■ **The task**
Write each entry out again verbatim, pictures excluded.

■ **Data records**
______

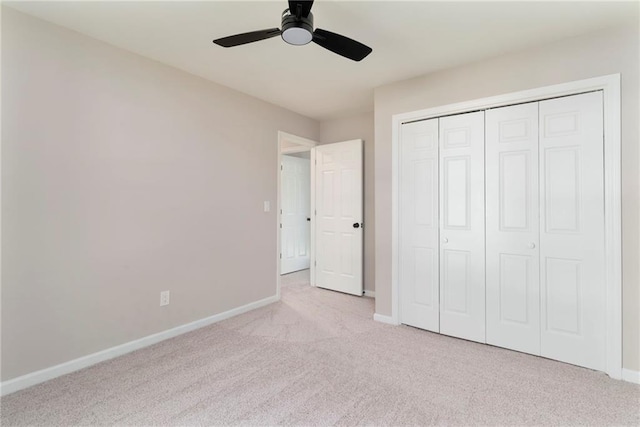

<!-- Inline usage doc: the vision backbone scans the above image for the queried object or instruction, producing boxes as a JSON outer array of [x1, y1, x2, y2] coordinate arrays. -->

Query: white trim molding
[[390, 74, 622, 380], [622, 369, 640, 384], [310, 147, 317, 287], [0, 294, 279, 396], [373, 313, 399, 325], [364, 289, 376, 298], [278, 131, 318, 149], [281, 145, 311, 155]]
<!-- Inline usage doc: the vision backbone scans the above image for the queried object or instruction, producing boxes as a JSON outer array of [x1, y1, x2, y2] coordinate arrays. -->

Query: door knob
[[443, 237, 448, 243], [528, 242, 536, 249], [353, 223, 360, 229]]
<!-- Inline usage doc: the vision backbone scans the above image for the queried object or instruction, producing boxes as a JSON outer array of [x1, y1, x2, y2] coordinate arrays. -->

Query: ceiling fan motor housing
[[281, 9, 313, 45]]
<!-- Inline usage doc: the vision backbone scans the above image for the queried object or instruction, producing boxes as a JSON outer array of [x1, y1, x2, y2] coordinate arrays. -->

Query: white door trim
[[389, 74, 622, 380], [282, 145, 312, 155], [277, 131, 318, 298]]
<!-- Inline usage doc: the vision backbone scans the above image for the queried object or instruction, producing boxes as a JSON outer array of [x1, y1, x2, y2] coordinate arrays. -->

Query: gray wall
[[374, 24, 640, 370], [1, 8, 319, 381], [319, 112, 375, 293]]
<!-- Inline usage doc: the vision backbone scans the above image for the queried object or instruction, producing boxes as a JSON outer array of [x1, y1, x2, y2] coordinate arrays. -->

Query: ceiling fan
[[212, 0, 372, 62]]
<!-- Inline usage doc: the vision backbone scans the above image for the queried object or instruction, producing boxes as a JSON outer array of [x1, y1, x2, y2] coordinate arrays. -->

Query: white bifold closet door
[[399, 118, 440, 332], [439, 111, 486, 343], [539, 91, 605, 371], [398, 91, 606, 372], [485, 92, 606, 370], [486, 102, 541, 355]]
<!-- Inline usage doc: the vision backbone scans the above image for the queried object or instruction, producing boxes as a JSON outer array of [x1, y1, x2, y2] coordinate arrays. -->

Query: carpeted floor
[[2, 269, 639, 425]]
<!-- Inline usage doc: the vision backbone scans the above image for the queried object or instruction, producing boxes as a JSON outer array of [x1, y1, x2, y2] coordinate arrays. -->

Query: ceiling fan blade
[[312, 28, 372, 62], [288, 0, 314, 18], [213, 28, 281, 48]]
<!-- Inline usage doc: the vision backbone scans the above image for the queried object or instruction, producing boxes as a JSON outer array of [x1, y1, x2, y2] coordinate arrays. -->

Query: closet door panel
[[539, 91, 605, 371], [439, 111, 485, 343], [486, 102, 540, 355], [399, 119, 439, 332]]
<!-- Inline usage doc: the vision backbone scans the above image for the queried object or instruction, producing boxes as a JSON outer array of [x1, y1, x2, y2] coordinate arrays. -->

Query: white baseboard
[[622, 368, 640, 384], [373, 313, 398, 325], [0, 294, 279, 396], [363, 289, 376, 298]]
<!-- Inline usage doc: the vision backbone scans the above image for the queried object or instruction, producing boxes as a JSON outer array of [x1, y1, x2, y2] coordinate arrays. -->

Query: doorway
[[277, 132, 365, 299], [390, 74, 622, 379], [277, 132, 317, 296], [281, 151, 311, 275]]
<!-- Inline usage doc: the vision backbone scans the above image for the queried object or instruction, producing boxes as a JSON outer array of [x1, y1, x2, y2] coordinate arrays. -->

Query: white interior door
[[314, 140, 363, 296], [281, 154, 311, 274], [539, 91, 606, 371], [399, 118, 440, 332], [439, 111, 486, 343], [486, 102, 541, 355]]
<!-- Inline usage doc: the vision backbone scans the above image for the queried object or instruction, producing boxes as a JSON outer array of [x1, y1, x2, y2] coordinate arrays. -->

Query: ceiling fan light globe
[[282, 27, 312, 45], [281, 9, 313, 46]]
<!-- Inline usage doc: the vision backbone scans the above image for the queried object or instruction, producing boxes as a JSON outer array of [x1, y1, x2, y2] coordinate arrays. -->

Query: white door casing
[[439, 111, 486, 343], [539, 91, 606, 371], [314, 140, 364, 296], [486, 102, 541, 355], [390, 75, 621, 380], [399, 118, 439, 332], [281, 155, 311, 274]]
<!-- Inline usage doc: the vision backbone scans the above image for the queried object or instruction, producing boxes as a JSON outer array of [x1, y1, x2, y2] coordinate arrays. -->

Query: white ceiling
[[6, 1, 637, 121]]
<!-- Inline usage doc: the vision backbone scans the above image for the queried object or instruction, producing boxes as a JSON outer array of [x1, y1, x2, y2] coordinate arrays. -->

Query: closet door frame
[[389, 74, 622, 380]]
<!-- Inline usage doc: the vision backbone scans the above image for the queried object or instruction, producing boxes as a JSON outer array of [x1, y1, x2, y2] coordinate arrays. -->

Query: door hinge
[[281, 164, 283, 170], [280, 253, 282, 259], [280, 223, 282, 228]]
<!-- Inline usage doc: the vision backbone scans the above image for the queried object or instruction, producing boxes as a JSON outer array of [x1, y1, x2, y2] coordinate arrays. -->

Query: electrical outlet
[[263, 201, 270, 212], [160, 290, 170, 307]]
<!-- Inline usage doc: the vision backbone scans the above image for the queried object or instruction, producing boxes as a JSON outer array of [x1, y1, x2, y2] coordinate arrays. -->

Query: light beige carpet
[[2, 269, 639, 426]]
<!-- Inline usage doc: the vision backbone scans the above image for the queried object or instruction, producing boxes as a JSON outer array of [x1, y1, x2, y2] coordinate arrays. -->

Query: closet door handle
[[443, 237, 449, 244], [528, 242, 536, 249]]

______

■ **Result for this task**
<!-- Inline usage doc: the vision backbone scans the above image for the queried object or instruction, producing boxes as a JSON outer array of [x1, y1, x2, y2] coordinate arrays. -->

Query: white trim molding
[[390, 74, 622, 380], [622, 369, 640, 384], [310, 147, 317, 287], [0, 294, 279, 396], [373, 313, 399, 325], [364, 289, 376, 298], [278, 131, 318, 149], [281, 145, 311, 155]]
<!-- Inline usage doc: the vision backbone scans the above image for the queried object or instruction, producing boxes as a JSON outer array of [x1, y1, x2, y2] coordinate arrays. -->

Query: door knob
[[443, 237, 448, 243], [528, 242, 536, 249], [353, 223, 360, 229]]
<!-- Inline usage doc: the vision backbone scans the above image for the queried object or instruction, producing boxes as a JSON outer array of [x1, y1, x2, y2] coordinate arrays. -->

Query: ceiling fan motor housing
[[281, 9, 313, 45]]
<!-- Inline usage doc: the vision backbone scans the above image for the queried object or instruction, producing boxes as a JSON outer array of [x1, y1, x2, y2] coordinate arrays. -->

Query: white door trim
[[389, 74, 622, 380], [282, 145, 312, 155], [277, 131, 318, 298]]
<!-- Inline usage doc: the vision backbone scans the above image for the queried object or instruction, producing boxes as a JSON outer array of [x1, y1, x2, y2] coordinate arrays. -->

Query: gray wall
[[374, 24, 640, 370], [1, 8, 319, 381], [319, 112, 375, 293]]
<!-- Inline usage doc: the vision backbone scans the above image for the queried object or instruction, producing boxes as a JSON outer array of [x1, y1, x2, y2] coordinate arrays. -->

Query: ceiling fan
[[212, 0, 372, 62]]
<!-- Inline usage doc: the vision backbone scans the above image for the queried object or instruction, producing boxes as a JSON outer array of [x1, y1, x2, y2] coordinate arrays. -->

Query: white bifold closet door
[[399, 118, 440, 332], [439, 111, 486, 343], [539, 91, 605, 371], [398, 91, 606, 372], [485, 92, 606, 370], [486, 102, 541, 355]]
<!-- Inline usage doc: the vision backbone scans the above image for the queried object or instruction, producing boxes as a JSON outer array of [x1, y1, x2, y2] coordinate arrays. -->

Query: carpeted floor
[[2, 269, 639, 425]]
<!-- Inline usage doc: the vision backbone scans the above image for the queried object or instruction, producing boxes as a JSON outer array of [x1, y1, x2, y2] coordinate arrays. -->

Query: ceiling fan blade
[[312, 28, 372, 62], [288, 0, 314, 18], [213, 28, 281, 48]]
<!-- Inline usage doc: the vision backbone scans the above image for the queried object or instruction, producing boxes as a JSON outer array of [x1, y1, x2, y2] coordinate arrays. -->

Query: closet door panel
[[539, 91, 605, 371], [439, 111, 485, 343], [486, 102, 540, 355], [399, 119, 439, 332]]
<!-- Inline usage doc: the vision backbone scans the above image for the queried object or instruction, producing boxes as a JSON outer array of [x1, y1, x2, y2] coordinate arrays. -->

Query: white baseboard
[[622, 368, 640, 384], [373, 313, 398, 325], [0, 294, 279, 396], [363, 289, 376, 298]]
<!-- Inline usage doc: the vision backbone scans the above image for the queried object or instruction, producing boxes as a JSON outer array of [x1, y1, x2, y2] coordinate arrays. -->

Query: doorway
[[277, 132, 365, 299], [390, 74, 622, 379], [277, 132, 317, 296], [281, 151, 311, 275]]
<!-- Inline usage doc: the vision backbone scans the above image for the queried object or instruction, producing boxes as a JSON outer array of [x1, y1, x2, y2] coordinate arrays. -->

Query: white interior door
[[314, 140, 363, 296], [281, 154, 311, 274], [539, 91, 606, 371], [399, 118, 440, 332], [439, 111, 486, 343], [486, 102, 541, 355]]
<!-- Inline usage doc: the vision backbone scans the above image for the queried object or instruction, producing boxes as a JSON outer array of [x1, y1, x2, y2] coordinate arrays. -->

Query: ceiling fan light globe
[[282, 27, 312, 45], [281, 9, 313, 46]]
<!-- Inline usage doc: the vision backbone scans the above image for the queried object or instruction, producing boxes as a JSON outer array of [x1, y1, x2, y2] coordinate arrays. -->

Query: white door casing
[[439, 111, 486, 343], [539, 91, 606, 371], [314, 140, 364, 296], [486, 102, 541, 355], [390, 75, 621, 380], [399, 118, 439, 332], [281, 155, 311, 274]]
<!-- Inline usage doc: the vision backbone scans the above image for the queried object or instruction, producing boxes as a JSON outer array of [x1, y1, x2, y2] coordinate arrays. -->

Query: white ceiling
[[6, 1, 637, 121]]
<!-- Inline usage doc: the vision backbone scans the above image for the queried object or instruction, producing boxes as a JSON outer array of [x1, y1, x2, y2] coordinate arrays. -->

Query: closet door frame
[[389, 74, 622, 380]]
<!-- Inline usage doc: the vision backbone scans the above image for the queried object or instruction, producing boxes as a JSON outer array of [x1, y1, x2, y2] coordinate arrays. -->

Query: door hinge
[[281, 164, 283, 170], [280, 253, 282, 259], [280, 223, 282, 228]]
<!-- Inline usage doc: the vision backbone scans the above image for the queried object or instruction, producing boxes as a JSON outer array of [x1, y1, x2, y2] coordinate arrays. -->

Query: electrical outlet
[[263, 201, 270, 212], [160, 290, 170, 307]]
<!-- Inline usage doc: the vision backbone scans the above image for the queried object or instruction, producing boxes as a JSON outer array of [x1, y1, x2, y2] coordinate arrays. -->

Query: light beige carpet
[[2, 269, 639, 426]]
<!-- Inline usage doc: the vision backbone scans the above image for the queried object or instruction, producing boxes as a JSON outer array of [x1, y1, x2, y2] coordinate arrays. -->

Query: closet door handle
[[443, 237, 449, 244], [528, 242, 536, 249]]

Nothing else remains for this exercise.